▶ [Exercise directions]: Copy every row below word for word, leaving out the pictures.
────
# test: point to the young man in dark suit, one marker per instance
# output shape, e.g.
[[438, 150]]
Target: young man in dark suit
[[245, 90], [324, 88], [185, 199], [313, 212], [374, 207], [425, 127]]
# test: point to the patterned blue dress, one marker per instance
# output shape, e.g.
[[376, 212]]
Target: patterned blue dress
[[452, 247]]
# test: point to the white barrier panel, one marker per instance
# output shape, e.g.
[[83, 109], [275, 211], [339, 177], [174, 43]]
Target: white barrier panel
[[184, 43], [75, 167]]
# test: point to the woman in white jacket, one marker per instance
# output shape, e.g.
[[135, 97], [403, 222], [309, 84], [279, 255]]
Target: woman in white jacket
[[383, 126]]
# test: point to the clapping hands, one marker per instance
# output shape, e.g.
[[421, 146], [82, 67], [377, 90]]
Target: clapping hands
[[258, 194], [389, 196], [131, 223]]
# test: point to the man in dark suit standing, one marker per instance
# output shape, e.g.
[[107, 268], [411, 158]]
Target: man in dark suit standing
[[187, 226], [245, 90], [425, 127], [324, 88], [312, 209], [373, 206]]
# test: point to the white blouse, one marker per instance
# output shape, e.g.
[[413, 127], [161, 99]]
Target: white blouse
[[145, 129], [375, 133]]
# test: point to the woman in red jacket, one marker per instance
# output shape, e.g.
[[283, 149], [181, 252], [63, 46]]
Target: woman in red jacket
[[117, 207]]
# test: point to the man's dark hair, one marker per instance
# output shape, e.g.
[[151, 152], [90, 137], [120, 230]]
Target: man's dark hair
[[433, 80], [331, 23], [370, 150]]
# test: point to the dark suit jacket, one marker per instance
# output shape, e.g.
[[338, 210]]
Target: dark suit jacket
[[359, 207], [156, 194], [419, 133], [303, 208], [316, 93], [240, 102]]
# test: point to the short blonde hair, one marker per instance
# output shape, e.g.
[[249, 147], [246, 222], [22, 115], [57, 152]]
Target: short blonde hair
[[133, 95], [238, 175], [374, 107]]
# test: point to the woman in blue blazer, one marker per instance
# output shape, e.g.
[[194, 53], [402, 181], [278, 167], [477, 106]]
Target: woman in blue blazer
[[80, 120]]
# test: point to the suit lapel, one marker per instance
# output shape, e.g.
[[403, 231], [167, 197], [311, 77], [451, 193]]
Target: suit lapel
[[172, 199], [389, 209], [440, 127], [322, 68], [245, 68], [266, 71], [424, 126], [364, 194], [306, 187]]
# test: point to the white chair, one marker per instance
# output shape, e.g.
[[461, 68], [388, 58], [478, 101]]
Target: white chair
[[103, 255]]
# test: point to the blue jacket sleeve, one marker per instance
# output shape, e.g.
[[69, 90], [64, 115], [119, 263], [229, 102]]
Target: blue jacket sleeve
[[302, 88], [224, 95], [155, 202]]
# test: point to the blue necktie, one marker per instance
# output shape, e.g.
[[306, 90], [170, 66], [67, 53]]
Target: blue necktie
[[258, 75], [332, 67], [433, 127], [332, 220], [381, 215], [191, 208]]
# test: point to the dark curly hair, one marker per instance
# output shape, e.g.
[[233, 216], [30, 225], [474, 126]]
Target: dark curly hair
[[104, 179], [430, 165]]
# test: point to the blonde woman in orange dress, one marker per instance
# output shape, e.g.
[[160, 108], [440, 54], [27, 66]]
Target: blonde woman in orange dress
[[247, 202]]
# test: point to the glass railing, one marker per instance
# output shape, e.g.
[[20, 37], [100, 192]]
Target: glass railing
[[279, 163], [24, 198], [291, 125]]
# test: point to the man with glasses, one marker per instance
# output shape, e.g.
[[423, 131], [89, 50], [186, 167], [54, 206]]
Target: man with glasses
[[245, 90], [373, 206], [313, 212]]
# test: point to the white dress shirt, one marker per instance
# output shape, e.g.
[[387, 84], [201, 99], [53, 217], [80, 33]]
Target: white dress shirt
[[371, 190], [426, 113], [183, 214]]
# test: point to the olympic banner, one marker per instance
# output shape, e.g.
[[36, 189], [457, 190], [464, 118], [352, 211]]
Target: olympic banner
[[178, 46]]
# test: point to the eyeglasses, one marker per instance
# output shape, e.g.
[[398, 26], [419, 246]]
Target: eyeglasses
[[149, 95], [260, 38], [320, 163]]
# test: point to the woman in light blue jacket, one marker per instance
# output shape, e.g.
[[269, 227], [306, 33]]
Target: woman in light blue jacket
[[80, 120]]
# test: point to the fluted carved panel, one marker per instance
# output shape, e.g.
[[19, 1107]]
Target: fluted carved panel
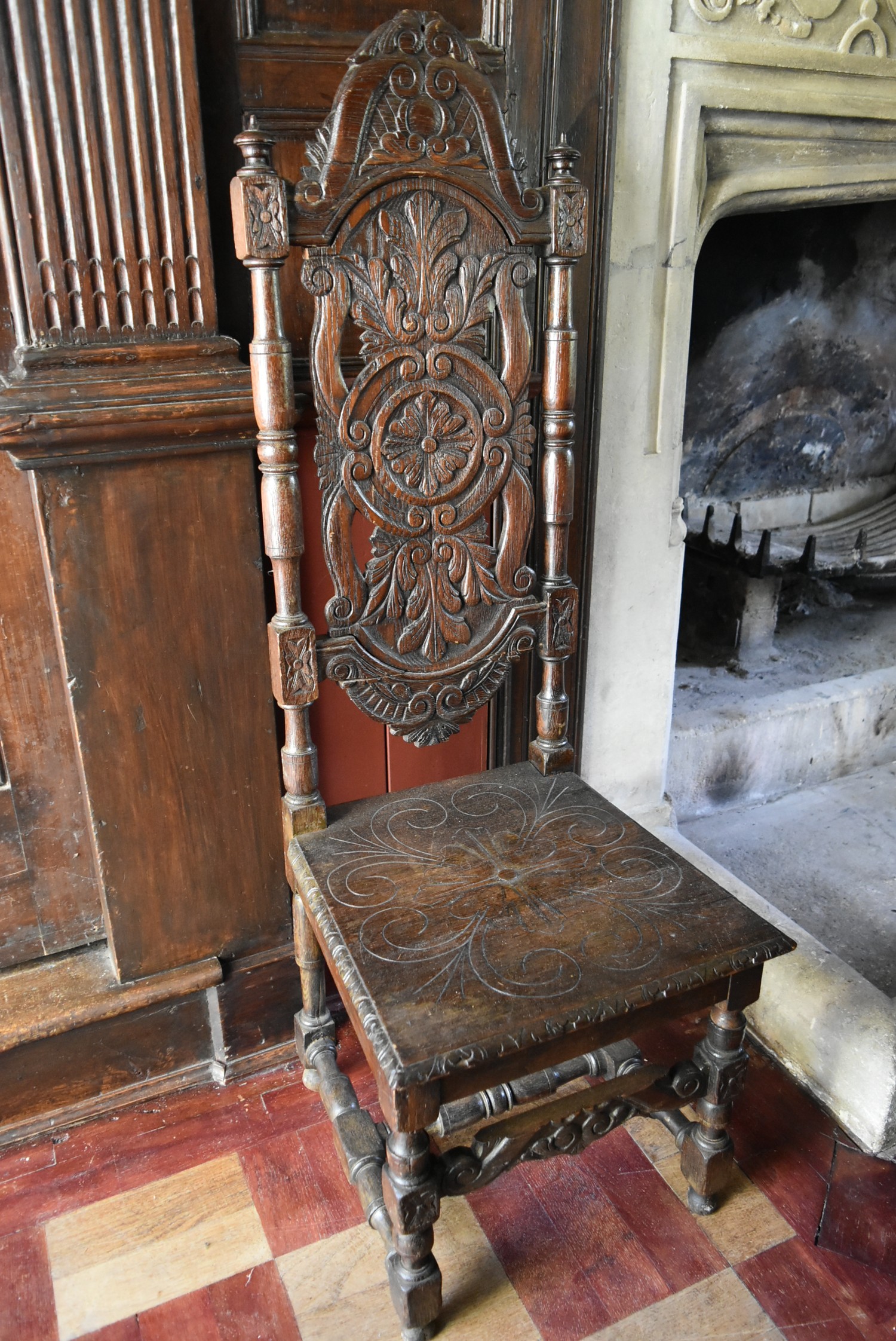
────
▶ [The output]:
# test: point to the young man in dark suit, one marker per instance
# output shape, e.g.
[[438, 150]]
Target: young man in dark suit
[[245, 90], [324, 88], [185, 199], [313, 212], [374, 207], [425, 127]]
# test: point to the patterned blue dress, one marker per instance
# output shape, e.g.
[[376, 212]]
Target: patterned blue dress
[[452, 247]]
# test: point to the white barrier panel, one marker per instance
# output shape, e.g.
[[83, 109], [275, 211], [339, 177], [174, 43]]
Target: white barrier panel
[[184, 43], [75, 167]]
# test: point to the woman in white jacket, one marker per instance
# output shape, e.g.
[[135, 97], [403, 222], [309, 84], [279, 255]]
Target: woman in white jacket
[[383, 126]]
# test: point to the clapping hands, one marker per instance
# output shape, e.g.
[[421, 146], [82, 67], [377, 90]]
Target: clapping hands
[[258, 194], [389, 196], [131, 223]]
# test: point to the man in dark suit standing, one marker per instance
# output shape, e.g.
[[107, 268], [411, 158]]
Target: man in dark suit standing
[[187, 226], [245, 90], [425, 127], [324, 88], [312, 209], [373, 206]]
# test: point to the white blouse, one marker per instance
# output shape, e.g.
[[413, 127], [161, 99]]
Target: white blouse
[[145, 129], [375, 133]]
# test: point to the woman in red jacket, one marker per instance
# output shape, e.g.
[[283, 149], [181, 252], [63, 46]]
Target: woman in red jacket
[[117, 207]]
# test: point to the man's dark hair, one marker per instance
# output shape, e.g.
[[151, 152], [90, 137], [120, 230]]
Target: man's dark hair
[[433, 80], [331, 23], [370, 150]]
# test: point to the dark suit jacket, one marker per instance
# output shape, e.g.
[[338, 210]]
Target: dark suit jacket
[[359, 207], [156, 194], [419, 133], [303, 208], [316, 93], [240, 102]]
# test: point to the short blonde hair, one marker per instance
# output shape, e.g.
[[249, 147], [246, 222], [22, 115], [57, 152]]
Target: short blonde hair
[[133, 95], [238, 175], [374, 107]]
# test: point to the woman in blue blazer, one marker per instance
# output shape, e.g.
[[194, 53], [402, 181], [278, 167], [477, 106]]
Target: woman in blue blazer
[[80, 120]]
# test: point to the suit lapel, one marker per instance
# output shape, e.g.
[[403, 231], [167, 197], [311, 77], [451, 193]]
Target: suit lapel
[[172, 199], [389, 209], [440, 127], [322, 68], [245, 68], [266, 71], [424, 126], [364, 194], [306, 187]]
# test: point to the white chair, one marker per instance
# output shape, e.g.
[[461, 68], [388, 58], [478, 101]]
Target: white chair
[[103, 255]]
# test: point to the blue jacket sleeve, one marker per instance
# output shape, e.g.
[[69, 90], [64, 115], [119, 263], [229, 102]]
Target: blue jacket sleeve
[[302, 88], [224, 95], [155, 202]]
# test: point to the blue necktie, one marker per instance
# output shape, e.g.
[[306, 90], [170, 66], [67, 53]]
Target: blue necktie
[[258, 75], [332, 67], [433, 127], [332, 220], [381, 215], [191, 208]]
# test: point to the dark curly hair, one marker per instance
# output shape, e.g.
[[233, 216], [30, 225], [474, 126]]
Target: dark curly hair
[[104, 179], [430, 165]]
# test: point to the blonde woman in orange dress, one marker per instance
# output shape, e.g.
[[160, 108], [440, 54], [27, 66]]
Target: blonde woman in orange dress
[[247, 202]]
# test: point to the glass railing, one marker per instance
# output shape, e.g.
[[20, 37], [100, 192]]
Target: glass railing
[[279, 163], [24, 198], [291, 125]]
# test: point to the man with glasses, one marker per instance
# output shape, e.g.
[[423, 131], [89, 50], [186, 167], [54, 206]]
Target: man with glasses
[[245, 90], [373, 206], [313, 212]]
# test: point to the white dress shirt, one marker per instance
# output shape, e.g.
[[387, 84], [201, 99], [53, 217], [80, 33]]
Target: white dress shirt
[[371, 190], [426, 113], [183, 214]]
# test: point to the olympic banner, one marker per instance
# output shape, e.g.
[[36, 189], [457, 190], [464, 118], [352, 211]]
Target: olympic banner
[[178, 46]]
# test: point to the eyeglasses, one marker per instance
# output shape, e.g.
[[398, 26], [419, 246]]
Target: eyeglasses
[[149, 95], [260, 38], [320, 163]]
# test: point to the woman in light blue jacket, one marker per instance
# output shape, e.g.
[[269, 227], [306, 33]]
Target: woman in light blue jacket
[[80, 120]]
# test: point to the fluted carved panel, one marker per instance
# output shape, e.g.
[[19, 1107]]
Target: fluted carved panel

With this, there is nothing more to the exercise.